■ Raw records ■
[start]
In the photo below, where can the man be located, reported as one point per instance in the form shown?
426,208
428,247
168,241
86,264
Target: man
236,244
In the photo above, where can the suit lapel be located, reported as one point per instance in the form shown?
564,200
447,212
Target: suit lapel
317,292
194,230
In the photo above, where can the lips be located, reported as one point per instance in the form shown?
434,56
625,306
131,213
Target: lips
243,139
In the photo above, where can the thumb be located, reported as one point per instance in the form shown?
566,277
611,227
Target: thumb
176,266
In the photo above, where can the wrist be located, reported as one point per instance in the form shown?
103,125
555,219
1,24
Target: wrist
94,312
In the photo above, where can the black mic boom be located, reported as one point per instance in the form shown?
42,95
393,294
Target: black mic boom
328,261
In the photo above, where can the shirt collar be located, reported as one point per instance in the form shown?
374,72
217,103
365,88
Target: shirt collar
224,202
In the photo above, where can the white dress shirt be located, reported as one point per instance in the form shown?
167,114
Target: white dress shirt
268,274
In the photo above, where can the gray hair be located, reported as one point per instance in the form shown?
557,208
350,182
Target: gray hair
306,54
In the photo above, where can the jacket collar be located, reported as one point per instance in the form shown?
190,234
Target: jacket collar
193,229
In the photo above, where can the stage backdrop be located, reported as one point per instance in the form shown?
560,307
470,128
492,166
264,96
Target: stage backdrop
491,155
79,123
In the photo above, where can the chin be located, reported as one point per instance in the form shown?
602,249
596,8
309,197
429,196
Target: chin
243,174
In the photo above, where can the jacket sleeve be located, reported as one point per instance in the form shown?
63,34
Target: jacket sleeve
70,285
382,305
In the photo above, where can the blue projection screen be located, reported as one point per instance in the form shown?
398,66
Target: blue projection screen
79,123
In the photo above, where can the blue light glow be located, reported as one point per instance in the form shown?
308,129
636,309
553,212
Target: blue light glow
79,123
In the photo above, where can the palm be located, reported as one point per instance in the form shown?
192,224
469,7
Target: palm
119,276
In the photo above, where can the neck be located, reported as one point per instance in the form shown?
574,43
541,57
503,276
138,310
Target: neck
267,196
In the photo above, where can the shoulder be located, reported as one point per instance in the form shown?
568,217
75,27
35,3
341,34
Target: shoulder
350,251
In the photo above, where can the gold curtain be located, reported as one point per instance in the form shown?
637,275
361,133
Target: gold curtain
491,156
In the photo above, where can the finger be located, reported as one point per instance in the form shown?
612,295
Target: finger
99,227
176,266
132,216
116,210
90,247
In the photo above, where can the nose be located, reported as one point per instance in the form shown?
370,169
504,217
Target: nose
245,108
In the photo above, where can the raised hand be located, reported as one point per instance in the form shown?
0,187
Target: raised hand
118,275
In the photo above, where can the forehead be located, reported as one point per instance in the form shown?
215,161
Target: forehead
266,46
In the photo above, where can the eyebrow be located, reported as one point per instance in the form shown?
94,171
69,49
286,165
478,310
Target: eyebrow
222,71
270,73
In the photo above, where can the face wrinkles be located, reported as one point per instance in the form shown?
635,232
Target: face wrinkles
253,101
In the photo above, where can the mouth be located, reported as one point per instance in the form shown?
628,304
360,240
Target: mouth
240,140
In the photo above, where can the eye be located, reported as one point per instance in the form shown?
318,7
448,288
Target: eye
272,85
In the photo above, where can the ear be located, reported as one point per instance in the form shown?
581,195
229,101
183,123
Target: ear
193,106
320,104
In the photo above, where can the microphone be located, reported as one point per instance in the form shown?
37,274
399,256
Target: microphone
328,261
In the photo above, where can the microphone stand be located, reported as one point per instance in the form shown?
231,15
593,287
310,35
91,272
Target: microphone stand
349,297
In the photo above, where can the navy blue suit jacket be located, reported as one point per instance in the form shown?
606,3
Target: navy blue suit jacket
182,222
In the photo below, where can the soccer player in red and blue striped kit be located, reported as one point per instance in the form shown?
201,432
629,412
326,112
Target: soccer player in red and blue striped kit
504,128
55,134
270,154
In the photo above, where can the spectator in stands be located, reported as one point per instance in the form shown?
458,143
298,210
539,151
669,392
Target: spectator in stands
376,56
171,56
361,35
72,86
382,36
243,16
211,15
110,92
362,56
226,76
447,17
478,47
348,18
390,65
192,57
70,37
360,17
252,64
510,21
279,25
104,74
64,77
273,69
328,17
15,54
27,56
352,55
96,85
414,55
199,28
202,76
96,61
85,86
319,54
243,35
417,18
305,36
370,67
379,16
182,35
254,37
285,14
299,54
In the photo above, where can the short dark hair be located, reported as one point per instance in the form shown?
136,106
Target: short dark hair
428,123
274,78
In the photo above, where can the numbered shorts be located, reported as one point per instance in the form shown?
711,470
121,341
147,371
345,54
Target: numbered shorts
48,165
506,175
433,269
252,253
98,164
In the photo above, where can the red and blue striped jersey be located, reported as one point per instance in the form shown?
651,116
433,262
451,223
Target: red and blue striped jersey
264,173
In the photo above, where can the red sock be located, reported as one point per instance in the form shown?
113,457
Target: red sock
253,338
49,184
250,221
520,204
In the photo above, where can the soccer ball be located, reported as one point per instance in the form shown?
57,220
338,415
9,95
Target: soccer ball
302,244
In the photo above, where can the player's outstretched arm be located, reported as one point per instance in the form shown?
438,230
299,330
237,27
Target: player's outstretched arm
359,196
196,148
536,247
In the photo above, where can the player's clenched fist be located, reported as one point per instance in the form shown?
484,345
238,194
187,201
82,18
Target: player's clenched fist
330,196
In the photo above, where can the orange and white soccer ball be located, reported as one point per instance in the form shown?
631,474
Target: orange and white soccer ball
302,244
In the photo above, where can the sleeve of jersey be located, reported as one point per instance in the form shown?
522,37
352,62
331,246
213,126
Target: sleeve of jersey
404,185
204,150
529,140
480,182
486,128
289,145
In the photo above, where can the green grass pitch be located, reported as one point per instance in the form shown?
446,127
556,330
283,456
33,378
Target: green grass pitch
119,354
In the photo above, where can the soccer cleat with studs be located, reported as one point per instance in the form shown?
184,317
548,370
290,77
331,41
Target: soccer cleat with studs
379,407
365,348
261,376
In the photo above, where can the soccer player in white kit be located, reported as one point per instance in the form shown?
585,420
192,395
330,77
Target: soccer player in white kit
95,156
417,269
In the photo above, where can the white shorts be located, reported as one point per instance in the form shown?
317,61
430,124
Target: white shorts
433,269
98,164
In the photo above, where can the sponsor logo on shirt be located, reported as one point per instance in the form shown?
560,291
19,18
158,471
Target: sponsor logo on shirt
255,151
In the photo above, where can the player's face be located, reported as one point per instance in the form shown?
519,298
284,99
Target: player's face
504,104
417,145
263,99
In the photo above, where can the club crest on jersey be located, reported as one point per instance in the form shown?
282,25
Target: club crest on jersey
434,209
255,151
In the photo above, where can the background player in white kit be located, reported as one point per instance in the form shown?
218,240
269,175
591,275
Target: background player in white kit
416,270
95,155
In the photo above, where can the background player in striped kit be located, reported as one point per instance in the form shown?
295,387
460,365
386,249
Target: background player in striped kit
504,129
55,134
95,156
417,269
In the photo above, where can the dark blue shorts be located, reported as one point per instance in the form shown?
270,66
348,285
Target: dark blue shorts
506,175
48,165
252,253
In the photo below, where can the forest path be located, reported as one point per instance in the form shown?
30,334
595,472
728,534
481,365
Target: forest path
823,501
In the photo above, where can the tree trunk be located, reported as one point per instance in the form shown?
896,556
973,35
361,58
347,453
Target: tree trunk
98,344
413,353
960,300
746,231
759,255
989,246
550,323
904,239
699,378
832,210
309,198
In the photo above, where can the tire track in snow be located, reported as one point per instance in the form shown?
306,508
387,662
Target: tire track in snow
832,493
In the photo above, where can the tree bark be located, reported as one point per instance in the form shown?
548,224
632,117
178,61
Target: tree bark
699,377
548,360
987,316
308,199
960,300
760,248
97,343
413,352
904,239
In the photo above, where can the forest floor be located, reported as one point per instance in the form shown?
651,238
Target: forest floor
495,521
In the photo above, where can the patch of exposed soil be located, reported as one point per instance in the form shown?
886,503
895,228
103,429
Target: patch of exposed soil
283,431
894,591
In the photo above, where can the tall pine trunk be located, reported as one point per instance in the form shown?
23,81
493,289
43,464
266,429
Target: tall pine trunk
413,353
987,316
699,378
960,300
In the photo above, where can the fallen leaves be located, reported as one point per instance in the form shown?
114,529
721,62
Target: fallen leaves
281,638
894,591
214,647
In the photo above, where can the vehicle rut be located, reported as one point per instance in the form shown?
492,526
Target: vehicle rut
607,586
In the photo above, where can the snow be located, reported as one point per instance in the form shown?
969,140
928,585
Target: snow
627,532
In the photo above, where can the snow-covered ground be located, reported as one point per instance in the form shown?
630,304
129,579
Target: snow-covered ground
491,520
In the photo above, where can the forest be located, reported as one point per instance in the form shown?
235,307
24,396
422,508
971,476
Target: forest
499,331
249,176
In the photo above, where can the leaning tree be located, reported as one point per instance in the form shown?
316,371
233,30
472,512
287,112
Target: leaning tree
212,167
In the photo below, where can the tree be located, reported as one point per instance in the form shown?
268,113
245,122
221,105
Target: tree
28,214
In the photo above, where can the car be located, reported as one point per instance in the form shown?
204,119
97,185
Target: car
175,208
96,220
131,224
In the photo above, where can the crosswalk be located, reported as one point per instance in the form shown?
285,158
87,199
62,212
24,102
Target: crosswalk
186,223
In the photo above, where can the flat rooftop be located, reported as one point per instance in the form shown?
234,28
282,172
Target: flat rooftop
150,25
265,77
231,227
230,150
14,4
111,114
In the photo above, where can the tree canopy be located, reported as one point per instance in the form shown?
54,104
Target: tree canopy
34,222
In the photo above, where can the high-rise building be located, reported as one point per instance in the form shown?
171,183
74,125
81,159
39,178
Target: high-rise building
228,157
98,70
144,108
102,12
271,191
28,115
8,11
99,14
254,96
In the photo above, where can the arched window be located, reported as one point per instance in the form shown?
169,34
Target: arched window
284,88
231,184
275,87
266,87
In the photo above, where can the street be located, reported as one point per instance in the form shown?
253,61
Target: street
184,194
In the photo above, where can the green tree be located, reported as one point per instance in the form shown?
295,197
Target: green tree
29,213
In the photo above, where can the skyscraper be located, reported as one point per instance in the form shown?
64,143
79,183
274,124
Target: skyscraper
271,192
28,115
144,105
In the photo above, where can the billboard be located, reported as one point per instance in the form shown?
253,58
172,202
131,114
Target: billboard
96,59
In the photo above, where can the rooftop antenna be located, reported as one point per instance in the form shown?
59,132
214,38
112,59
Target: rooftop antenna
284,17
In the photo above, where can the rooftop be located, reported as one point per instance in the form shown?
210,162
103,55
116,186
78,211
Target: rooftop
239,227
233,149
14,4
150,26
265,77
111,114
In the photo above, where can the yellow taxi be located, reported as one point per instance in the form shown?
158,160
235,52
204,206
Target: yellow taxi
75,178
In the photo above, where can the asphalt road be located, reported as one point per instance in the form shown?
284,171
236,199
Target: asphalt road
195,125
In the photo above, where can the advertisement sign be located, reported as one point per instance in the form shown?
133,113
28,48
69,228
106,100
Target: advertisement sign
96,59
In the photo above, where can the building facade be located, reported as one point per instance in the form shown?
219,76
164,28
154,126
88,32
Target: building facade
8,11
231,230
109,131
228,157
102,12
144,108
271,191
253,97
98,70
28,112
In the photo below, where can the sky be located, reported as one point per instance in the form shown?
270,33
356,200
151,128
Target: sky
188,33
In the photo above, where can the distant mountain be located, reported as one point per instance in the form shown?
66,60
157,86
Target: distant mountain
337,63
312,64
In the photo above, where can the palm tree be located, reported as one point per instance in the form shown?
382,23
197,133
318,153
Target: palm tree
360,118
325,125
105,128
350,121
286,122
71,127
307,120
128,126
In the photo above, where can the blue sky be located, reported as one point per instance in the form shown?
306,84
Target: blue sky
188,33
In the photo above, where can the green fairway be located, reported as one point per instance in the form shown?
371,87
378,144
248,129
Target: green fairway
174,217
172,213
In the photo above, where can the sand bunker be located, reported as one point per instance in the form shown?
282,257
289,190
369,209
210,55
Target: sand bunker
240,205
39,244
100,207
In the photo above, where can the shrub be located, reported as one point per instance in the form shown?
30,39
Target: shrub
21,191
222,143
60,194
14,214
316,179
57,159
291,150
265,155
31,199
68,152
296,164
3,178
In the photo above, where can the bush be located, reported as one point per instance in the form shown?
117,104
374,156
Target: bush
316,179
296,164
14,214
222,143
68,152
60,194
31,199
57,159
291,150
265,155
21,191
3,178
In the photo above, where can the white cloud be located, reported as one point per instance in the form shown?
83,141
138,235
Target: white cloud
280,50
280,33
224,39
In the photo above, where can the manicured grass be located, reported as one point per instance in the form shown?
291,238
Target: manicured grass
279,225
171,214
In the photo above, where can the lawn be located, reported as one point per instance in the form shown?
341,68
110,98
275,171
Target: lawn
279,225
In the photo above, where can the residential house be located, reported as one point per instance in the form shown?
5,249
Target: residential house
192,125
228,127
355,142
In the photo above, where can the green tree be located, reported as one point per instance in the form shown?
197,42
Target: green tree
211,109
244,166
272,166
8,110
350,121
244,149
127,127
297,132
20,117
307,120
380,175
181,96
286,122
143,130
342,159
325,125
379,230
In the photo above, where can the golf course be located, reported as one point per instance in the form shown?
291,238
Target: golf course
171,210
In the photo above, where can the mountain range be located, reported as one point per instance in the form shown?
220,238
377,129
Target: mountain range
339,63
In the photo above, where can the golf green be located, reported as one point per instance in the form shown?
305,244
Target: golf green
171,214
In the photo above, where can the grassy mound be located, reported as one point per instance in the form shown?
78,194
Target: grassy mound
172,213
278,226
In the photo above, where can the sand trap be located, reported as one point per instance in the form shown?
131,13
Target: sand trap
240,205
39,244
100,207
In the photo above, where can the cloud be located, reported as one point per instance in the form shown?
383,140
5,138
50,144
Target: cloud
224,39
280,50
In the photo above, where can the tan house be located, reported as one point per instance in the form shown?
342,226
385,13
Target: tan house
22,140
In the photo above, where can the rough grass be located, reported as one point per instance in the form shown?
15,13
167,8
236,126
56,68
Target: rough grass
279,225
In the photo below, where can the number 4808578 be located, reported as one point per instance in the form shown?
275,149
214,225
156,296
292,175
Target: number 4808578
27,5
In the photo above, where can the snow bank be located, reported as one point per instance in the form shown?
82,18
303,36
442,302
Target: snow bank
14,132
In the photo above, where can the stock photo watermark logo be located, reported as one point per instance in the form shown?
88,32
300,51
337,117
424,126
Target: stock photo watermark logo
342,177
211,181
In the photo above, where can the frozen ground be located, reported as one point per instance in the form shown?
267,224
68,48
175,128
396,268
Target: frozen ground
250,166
[end]
■ STATED TASK ■
Nothing but the lines from the one with "In the photo above, where can the golf course" through the end of the data above should be repeated, each exactly as it stands.

■ TASK SOLUTION ■
In the photo above, where can the golf course be located, reported as one point per instance in the form shown?
291,238
Target: golf course
171,210
In the photo above, where can the mountain range be located, reported as one point per instance in the form shown?
220,238
377,129
Target: mountain range
339,63
In the photo above, where can the golf green be located, reported as one point per instance in the form shown?
305,244
Target: golf green
171,214
In the photo above, where can the grassy mound be located, reported as one point per instance in the form shown?
78,194
Target: grassy mound
172,213
278,226
In the photo above, where can the sand trap be located, reported as one point per instance in the form shown?
131,13
Target: sand trap
240,205
39,244
100,207
In the photo above, where can the cloud be located, reported as one point per instance in the form shown?
383,140
5,138
50,144
Target: cloud
224,39
280,50
In the photo above, where can the tan house be located, reported as one point per instance in the form shown?
342,226
385,13
Target: tan house
22,140
In the photo above, where can the rough grass be located, reported as one point per instance in the form shown?
15,13
167,8
236,126
56,68
Target: rough grass
279,225
In the photo below, where can the number 4808578 be located, reported as one point per instance in the form shown?
275,149
214,225
156,296
292,175
Target: number 4808578
27,5
In the photo above, where can the snow bank be located, reported as one point per instance in the form shown?
82,18
303,36
442,302
Target: snow bank
14,132
In the photo above, where can the stock photo watermark logo be located, reported as one point per instance in the form shown?
88,32
300,51
337,117
424,126
Target: stock photo watermark logo
342,177
211,181
In the photo above, where can the frozen ground be located, reported as one point per instance in the form shown?
267,224
68,48
175,128
396,268
Target: frozen ground
250,166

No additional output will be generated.